*** DATA SUPPLIED Section Begins ***
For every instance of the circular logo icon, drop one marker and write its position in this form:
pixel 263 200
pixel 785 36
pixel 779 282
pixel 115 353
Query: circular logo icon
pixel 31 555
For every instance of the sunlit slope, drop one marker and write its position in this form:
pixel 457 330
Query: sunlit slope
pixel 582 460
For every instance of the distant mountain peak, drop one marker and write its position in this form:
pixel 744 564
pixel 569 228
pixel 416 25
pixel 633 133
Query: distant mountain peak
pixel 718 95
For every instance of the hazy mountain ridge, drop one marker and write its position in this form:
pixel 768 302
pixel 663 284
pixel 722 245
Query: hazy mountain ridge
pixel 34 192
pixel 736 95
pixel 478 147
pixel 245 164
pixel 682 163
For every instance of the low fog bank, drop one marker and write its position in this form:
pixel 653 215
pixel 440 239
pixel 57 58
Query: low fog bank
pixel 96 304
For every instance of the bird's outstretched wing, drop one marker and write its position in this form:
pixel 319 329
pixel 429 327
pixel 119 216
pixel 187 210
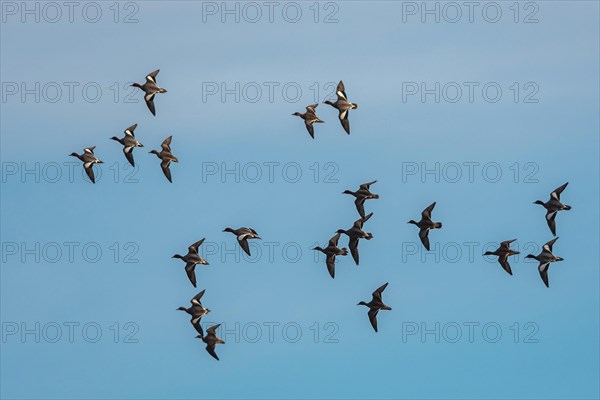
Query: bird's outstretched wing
pixel 151 77
pixel 556 193
pixel 427 212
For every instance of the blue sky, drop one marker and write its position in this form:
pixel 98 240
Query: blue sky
pixel 535 146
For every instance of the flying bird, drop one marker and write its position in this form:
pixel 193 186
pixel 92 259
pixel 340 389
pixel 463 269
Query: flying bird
pixel 553 206
pixel 150 89
pixel 89 159
pixel 166 157
pixel 197 311
pixel 192 258
pixel 243 234
pixel 375 305
pixel 545 258
pixel 363 193
pixel 503 252
pixel 211 340
pixel 425 224
pixel 129 142
pixel 355 234
pixel 310 118
pixel 343 106
pixel 331 251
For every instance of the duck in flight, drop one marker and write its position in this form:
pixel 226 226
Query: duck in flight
pixel 343 106
pixel 211 340
pixel 331 251
pixel 243 234
pixel 192 258
pixel 197 311
pixel 166 157
pixel 310 118
pixel 375 305
pixel 553 206
pixel 150 89
pixel 545 258
pixel 363 193
pixel 425 224
pixel 355 234
pixel 89 159
pixel 129 142
pixel 503 252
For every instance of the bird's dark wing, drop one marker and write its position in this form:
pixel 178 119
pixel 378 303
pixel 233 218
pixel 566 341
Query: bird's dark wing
pixel 197 326
pixel 330 260
pixel 373 317
pixel 424 236
pixel 211 350
pixel 334 240
pixel 344 120
pixel 427 212
pixel 377 293
pixel 543 268
pixel 550 215
pixel 310 129
pixel 166 144
pixel 244 244
pixel 196 298
pixel 130 130
pixel 166 170
pixel 194 247
pixel 548 246
pixel 503 260
pixel 128 151
pixel 367 185
pixel 149 98
pixel 359 222
pixel 151 77
pixel 341 91
pixel 90 172
pixel 190 270
pixel 353 244
pixel 558 191
pixel 360 206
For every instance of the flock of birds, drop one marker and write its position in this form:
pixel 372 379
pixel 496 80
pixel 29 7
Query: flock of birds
pixel 354 233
*** DATA SUPPLIED Section Ends ***
PROBLEM STATEMENT:
Skip the pictures and reproduce all remaining entries exactly.

WRITTEN RESPONSE:
For every instance of the circular logo icon, drop one marker and write its position in this form:
pixel 263 200
pixel 785 36
pixel 779 282
pixel 115 353
Query: circular logo icon
pixel 31 555
For every instance of the sunlit slope, drop one marker and write its position in this form:
pixel 457 330
Query: sunlit slope
pixel 582 460
For every instance of the distant mountain peak, drop one marker and write its position in this form:
pixel 744 564
pixel 569 228
pixel 416 25
pixel 633 133
Query: distant mountain peak
pixel 718 95
For every instance of the hazy mountain ridge, drop one marker and write its position in this form:
pixel 768 302
pixel 663 284
pixel 722 245
Query: hazy mountain ridge
pixel 34 192
pixel 736 95
pixel 478 147
pixel 245 164
pixel 682 163
For every instance of the low fog bank, drop one marker and write its position in this form:
pixel 653 215
pixel 440 239
pixel 57 58
Query: low fog bank
pixel 96 304
For every instance of the bird's outstretched wing, drop one marker and write its position in this form:
pixel 319 329
pixel 429 327
pixel 119 216
pixel 187 210
Query: bird's outstretched wing
pixel 151 77
pixel 556 193
pixel 427 212
For every instance of the blue sky, drop one marker and write its position in this form:
pixel 98 240
Query: blue sky
pixel 535 146
For every instance of the flying bird, drop one marker and write its position in this form:
pixel 193 186
pixel 92 259
pixel 340 389
pixel 463 269
Query: flying bird
pixel 553 206
pixel 150 89
pixel 89 159
pixel 166 157
pixel 197 311
pixel 192 258
pixel 243 234
pixel 375 305
pixel 545 258
pixel 363 193
pixel 503 252
pixel 211 340
pixel 425 224
pixel 129 142
pixel 355 234
pixel 310 118
pixel 343 106
pixel 331 251
For every instance of the duck in flight, drop one marker and write its position in this form:
pixel 226 226
Query: duck in flight
pixel 343 106
pixel 211 340
pixel 331 251
pixel 243 234
pixel 192 258
pixel 197 311
pixel 166 157
pixel 310 118
pixel 375 305
pixel 553 206
pixel 150 89
pixel 545 258
pixel 363 193
pixel 425 224
pixel 355 234
pixel 89 159
pixel 129 142
pixel 503 252
For every instance of the bird's dark wing, drop one marker and write its position in this form:
pixel 178 119
pixel 378 303
pixel 233 218
pixel 566 341
Query: bird's dark wing
pixel 197 326
pixel 330 260
pixel 373 317
pixel 424 236
pixel 211 350
pixel 334 240
pixel 344 120
pixel 427 212
pixel 377 293
pixel 543 268
pixel 550 215
pixel 310 129
pixel 166 144
pixel 244 244
pixel 196 298
pixel 130 130
pixel 166 170
pixel 194 247
pixel 548 246
pixel 503 260
pixel 128 151
pixel 367 185
pixel 149 98
pixel 359 222
pixel 151 77
pixel 341 91
pixel 90 172
pixel 190 270
pixel 353 244
pixel 558 191
pixel 360 206
For every instance of the flock of birds, drop one marker and write its position in this form:
pixel 372 379
pixel 496 80
pixel 29 7
Query: flock of birds
pixel 354 233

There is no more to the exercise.